— BEGIN Material shown —
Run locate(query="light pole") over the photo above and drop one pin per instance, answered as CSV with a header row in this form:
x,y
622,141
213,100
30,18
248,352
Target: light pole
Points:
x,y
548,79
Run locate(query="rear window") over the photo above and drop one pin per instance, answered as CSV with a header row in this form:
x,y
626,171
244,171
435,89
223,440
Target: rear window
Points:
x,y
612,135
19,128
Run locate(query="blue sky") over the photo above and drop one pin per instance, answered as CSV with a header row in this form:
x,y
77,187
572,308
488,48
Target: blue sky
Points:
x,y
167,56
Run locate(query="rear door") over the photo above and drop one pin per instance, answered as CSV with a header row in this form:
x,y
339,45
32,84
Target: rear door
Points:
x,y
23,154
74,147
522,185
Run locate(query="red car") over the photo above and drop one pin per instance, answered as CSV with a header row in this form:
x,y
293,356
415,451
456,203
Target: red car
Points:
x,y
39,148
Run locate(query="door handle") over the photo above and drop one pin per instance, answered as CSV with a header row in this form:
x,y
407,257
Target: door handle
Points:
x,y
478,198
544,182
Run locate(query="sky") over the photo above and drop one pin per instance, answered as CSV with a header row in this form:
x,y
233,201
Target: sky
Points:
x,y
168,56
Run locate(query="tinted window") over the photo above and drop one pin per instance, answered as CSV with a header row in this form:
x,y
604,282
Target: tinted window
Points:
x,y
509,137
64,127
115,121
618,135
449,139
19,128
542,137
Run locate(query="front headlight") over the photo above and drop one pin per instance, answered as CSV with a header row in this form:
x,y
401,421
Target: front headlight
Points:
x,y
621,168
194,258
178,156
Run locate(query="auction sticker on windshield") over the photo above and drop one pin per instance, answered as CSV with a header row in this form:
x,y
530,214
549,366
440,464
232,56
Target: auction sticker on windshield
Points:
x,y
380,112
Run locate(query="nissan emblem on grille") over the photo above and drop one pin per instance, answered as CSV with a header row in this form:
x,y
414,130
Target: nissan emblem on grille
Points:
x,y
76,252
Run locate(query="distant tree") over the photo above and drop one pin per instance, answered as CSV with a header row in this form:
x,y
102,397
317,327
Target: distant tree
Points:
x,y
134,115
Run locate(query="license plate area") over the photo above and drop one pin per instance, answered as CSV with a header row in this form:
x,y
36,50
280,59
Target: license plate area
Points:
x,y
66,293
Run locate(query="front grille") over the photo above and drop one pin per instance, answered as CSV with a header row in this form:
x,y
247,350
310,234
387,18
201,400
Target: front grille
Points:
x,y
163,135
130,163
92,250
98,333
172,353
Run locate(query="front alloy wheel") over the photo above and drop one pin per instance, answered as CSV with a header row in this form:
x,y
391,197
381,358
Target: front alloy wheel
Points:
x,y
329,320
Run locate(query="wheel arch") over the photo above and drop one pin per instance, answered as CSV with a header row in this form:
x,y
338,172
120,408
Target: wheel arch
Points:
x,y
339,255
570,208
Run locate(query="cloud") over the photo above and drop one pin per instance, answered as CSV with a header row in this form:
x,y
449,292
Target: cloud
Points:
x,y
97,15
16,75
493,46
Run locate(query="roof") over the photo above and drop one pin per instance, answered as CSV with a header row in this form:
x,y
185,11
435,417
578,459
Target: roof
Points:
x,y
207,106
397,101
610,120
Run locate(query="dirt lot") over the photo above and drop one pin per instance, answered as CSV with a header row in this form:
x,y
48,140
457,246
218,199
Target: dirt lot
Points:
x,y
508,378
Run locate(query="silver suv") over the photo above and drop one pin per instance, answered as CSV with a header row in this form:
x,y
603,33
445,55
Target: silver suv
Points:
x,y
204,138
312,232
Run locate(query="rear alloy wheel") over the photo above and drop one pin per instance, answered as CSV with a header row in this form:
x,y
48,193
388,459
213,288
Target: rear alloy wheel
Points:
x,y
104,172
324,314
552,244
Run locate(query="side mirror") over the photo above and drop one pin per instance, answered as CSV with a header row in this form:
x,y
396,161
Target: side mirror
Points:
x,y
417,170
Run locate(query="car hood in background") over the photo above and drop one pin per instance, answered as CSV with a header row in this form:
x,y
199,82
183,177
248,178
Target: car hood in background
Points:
— END Material shown —
**Aim of the exercise:** Reproduce all of the entries word for word.

**Result:**
Run locate(query="light pole") over the photo above and drop one pin per instance, answered as CSV with a header row in this form:
x,y
622,141
213,100
30,18
248,352
Target: light pole
Points:
x,y
548,79
Run locate(query="rear window") over the photo above and drop one pin per instance, answered as CSV with a header row in this form:
x,y
626,171
244,171
435,89
223,440
Target: rear window
Points:
x,y
612,135
19,128
Run locate(query="blue sky") over the photo above and drop one pin per instance, answered as CSV with a header row in this form:
x,y
77,187
572,308
488,48
Target: blue sky
Points:
x,y
167,56
Run locate(query="rear door") over the photo above and drop one pin per instance, answered as CSV with a header row in this form:
x,y
339,45
32,84
Target: rear door
Points:
x,y
23,154
74,147
522,185
Run locate(query="red car") over the photo above and drop one pin per instance, answered as CSV with a header row in this form:
x,y
293,356
415,451
456,203
Target: red car
Points:
x,y
39,148
Run locate(query="door handle") over the photo above and drop one pin per instance, answered as CSV with a header row in this form:
x,y
407,257
Target: door handle
Points:
x,y
478,198
544,182
Run locate(query="sky") over the photo above and drop one pin per instance, answered as CSV with a header row in this form:
x,y
233,201
Target: sky
Points:
x,y
168,56
Run locate(query="tinted window") over the photo above and drop one pin per instance, answered as CSV with a header row in this form:
x,y
604,282
Target: tinted window
Points:
x,y
509,137
64,127
115,121
618,135
449,139
19,128
542,137
Run locate(query="front headlight") over the photo above and drop one pin per instance, answered as CSV with a header row in this form:
x,y
401,421
Target: front headlight
Points:
x,y
621,168
194,258
178,156
Run locate(query="auction sticker on windshield") over the photo above and drop one pin per instance, answered as CSV with a header row in this form:
x,y
530,214
549,366
440,464
232,56
Target: auction sticker on windshield
Points:
x,y
380,112
Run locate(query="nissan emblem on grille") over the photo above and drop one pin per instance, answered as CSV with a header row in this form:
x,y
414,130
Target: nissan emblem on grille
Points:
x,y
76,252
Run locate(query="distant tree") over the photo above and drop one pin per instance, answered as CSV with a header row in this form:
x,y
102,397
317,327
Target: distant tree
Points:
x,y
134,115
Run locate(query="license plate area") over the photo above and drop one pin per instance, answered as CSV with a header row in this form:
x,y
36,50
280,59
Target: license plate area
Points:
x,y
66,293
Run locate(query="front grille") over the photo above and drop one pin per instance, answered as CSV with a header row in this form:
x,y
247,350
310,234
387,18
201,400
Target: front grille
Points:
x,y
163,135
130,163
92,250
98,333
172,353
Run locate(query="front alloy wheel") over the photo above and drop one pin per instance, answered as CSV with a header row in this form:
x,y
391,197
381,358
Target: front alloy wheel
Points:
x,y
329,320
Run locate(query="wheel arch") over the photo above and drop one pin per instance, answered as CSV with a header row in this form:
x,y
338,172
120,408
Target: wheel arch
Points:
x,y
339,255
570,208
Run locate(query="cloud") over the photo above and drop one pin per instance, answered as CSV with a header row in this form:
x,y
449,292
Target: cloud
Points:
x,y
97,15
16,75
493,46
Run locate(query="roof") over the photo above and drop one pin per instance, answered as CSV with a header row in this form:
x,y
185,11
435,417
578,459
Target: roof
Points:
x,y
207,106
397,101
610,120
Run locate(query="dirt lot") over the photo above and drop one pin per instance, answered as CSV with a header row in this form:
x,y
48,140
457,246
218,199
Target: dirt lot
Points:
x,y
508,378
Run locate(query="silver suv") over the photo above and drop one pin per instance, answered as CSV with a header row in this form:
x,y
603,33
445,55
Target: silver suv
Points:
x,y
204,138
312,232
Run locate(query="rear alloy wheel") over the photo above and drop one pin per instance, answered as CSV with a header row in this form:
x,y
48,193
388,459
213,288
Target: rear alloy wheel
Points:
x,y
104,172
324,314
552,244
Run locate(query="side mirror") over the photo above and drop one pin per instance, answered as CSV with a header row in this form:
x,y
396,161
Target: side mirror
Points:
x,y
417,170
Run locate(query="car hood in background") over the photo above and drop one pin per instance, answered as CSV with a header row in this form:
x,y
199,82
183,177
248,178
Target: car hood in background
Points:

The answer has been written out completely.